Write each line exactly, from the line that holds "Question. For every instance of the wrinkled" through the final line of the material, and no other line.

» Data extracts:
--
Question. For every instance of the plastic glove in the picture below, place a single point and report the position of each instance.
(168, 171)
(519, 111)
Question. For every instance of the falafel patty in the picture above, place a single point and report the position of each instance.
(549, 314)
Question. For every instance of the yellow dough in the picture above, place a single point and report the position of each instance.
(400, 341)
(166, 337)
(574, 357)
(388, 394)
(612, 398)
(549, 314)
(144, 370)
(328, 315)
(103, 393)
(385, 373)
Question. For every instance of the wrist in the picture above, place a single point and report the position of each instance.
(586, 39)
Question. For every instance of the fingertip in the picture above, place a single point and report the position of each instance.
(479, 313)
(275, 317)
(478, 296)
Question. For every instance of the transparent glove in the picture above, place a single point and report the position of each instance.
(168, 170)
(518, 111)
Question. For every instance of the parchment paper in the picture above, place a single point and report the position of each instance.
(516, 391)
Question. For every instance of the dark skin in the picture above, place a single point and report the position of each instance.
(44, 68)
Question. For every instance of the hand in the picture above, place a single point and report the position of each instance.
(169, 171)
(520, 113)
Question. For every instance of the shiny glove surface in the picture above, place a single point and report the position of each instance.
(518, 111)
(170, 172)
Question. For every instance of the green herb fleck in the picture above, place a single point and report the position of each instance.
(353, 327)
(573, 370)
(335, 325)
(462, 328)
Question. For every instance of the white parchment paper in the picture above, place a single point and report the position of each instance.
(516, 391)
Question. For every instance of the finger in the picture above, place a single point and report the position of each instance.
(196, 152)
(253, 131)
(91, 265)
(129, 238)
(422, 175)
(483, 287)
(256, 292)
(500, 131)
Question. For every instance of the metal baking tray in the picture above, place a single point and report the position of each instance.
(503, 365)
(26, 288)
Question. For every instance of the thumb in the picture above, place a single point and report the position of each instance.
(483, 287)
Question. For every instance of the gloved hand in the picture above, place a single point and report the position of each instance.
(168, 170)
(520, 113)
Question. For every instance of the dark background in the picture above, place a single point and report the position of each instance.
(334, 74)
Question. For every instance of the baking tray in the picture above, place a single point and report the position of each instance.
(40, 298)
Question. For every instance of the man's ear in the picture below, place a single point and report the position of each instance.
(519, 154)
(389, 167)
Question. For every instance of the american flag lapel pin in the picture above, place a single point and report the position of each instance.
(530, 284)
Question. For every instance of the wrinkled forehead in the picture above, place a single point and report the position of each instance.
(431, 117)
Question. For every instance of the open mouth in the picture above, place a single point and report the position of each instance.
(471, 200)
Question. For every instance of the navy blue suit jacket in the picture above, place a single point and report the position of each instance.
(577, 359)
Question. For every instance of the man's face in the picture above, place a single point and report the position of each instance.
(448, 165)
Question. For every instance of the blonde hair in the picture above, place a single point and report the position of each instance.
--
» Answer space:
Question. For every instance of the wrinkled forehead in the picture above, place a single point and report the position of each instance.
(431, 117)
Question. For every instance of the open mouth in the picture above, place a single point and report the position of each instance.
(471, 200)
Question. For every instance of the navy blue suit jacket in the picture above, place a single point and report the position of each instance.
(577, 359)
Question. For every instance of the man's face in the picture above, place a single point and report the position of each instance.
(448, 165)
Question. For every instance of the blonde hair in the picture above, place a single point and report the position of each instance.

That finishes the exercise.